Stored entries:
▼

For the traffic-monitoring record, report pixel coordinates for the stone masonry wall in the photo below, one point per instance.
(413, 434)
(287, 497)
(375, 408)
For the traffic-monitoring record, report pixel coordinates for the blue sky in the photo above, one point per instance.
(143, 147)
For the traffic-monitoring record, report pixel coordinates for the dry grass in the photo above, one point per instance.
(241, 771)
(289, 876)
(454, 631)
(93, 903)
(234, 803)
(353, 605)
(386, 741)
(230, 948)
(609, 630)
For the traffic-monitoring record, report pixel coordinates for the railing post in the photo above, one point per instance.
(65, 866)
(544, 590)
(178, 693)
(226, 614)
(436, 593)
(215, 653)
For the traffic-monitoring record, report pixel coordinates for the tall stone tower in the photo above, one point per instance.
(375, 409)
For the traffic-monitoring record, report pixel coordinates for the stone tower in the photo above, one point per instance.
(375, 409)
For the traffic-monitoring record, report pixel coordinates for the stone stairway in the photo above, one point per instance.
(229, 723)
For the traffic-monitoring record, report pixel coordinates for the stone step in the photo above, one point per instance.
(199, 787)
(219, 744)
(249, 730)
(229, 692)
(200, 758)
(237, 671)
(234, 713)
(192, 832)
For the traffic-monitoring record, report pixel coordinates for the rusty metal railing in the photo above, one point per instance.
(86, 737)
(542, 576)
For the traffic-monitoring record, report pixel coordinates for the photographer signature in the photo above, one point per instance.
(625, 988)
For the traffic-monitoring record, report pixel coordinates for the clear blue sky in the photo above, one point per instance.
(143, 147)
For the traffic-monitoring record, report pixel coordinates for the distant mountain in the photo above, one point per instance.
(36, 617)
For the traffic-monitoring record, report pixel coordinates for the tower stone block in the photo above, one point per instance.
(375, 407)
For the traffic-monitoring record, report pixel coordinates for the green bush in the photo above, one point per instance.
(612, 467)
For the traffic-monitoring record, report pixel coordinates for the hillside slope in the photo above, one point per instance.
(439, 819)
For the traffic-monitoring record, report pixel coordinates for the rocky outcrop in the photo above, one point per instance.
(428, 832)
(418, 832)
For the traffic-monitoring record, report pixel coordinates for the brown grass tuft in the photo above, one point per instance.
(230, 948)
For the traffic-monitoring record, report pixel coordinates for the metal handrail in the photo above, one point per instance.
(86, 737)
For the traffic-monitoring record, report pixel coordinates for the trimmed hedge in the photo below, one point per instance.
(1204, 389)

▲

§ INSTRUCTIONS FOR THE TASK
Please rewrite the records, starting at the line that contains "the stone stairway" and stopping after the last one, and change "pixel coordinates" to "point coordinates" throughout that stretch. Keep everything else the same and give back only those lines.

§ COMPLETED TASK
For the traffic-monitoring record, report point coordinates for the stone stairway in the photo above, one point per instance.
(229, 723)
For the traffic-monitoring record, report point coordinates for the stone step in the photo above, one point per instance.
(199, 787)
(219, 744)
(249, 730)
(229, 692)
(200, 758)
(237, 671)
(234, 713)
(192, 832)
For the traffic-monitoring record, report point coordinates for the rusty metal railing in the photo above, one point per instance.
(86, 737)
(542, 576)
For the traffic-monitoring record, report point coordinates for the photographer signature in the photo above, one point per instance.
(625, 988)
For the traffic-monitoring record, report point coordinates for the clear blue sky in the photo above, one point per instance.
(143, 147)
For the traffic-monitoring record, report point coordinates for the distant mountain in the photo above, one point per instance.
(36, 617)
For the traffic-monitoring record, report point coordinates for the tower stone block in the photo above, one point per instance.
(375, 407)
For the traffic-monitoring record, report point coordinates for the green bush in the photo above, one point per instance.
(612, 467)
For the traffic-monitoring record, report point coordinates for the hillside slope in the photo above, one point per instance.
(439, 819)
For the traffic-monitoring record, report point coordinates for the rocky outcrop in the photo above, one point per instance.
(428, 832)
(418, 832)
For the traffic-monitoring record, report point coordinates for the brown grass tuft in the photo above, one point per instance.
(230, 948)
For the traffic-monitoring record, report point coordinates for the metal handrail in the photo above, one point per instance.
(86, 737)
For the traffic-monitoring record, report point coordinates for the trimmed hedge in the photo below, one point per instance.
(1204, 389)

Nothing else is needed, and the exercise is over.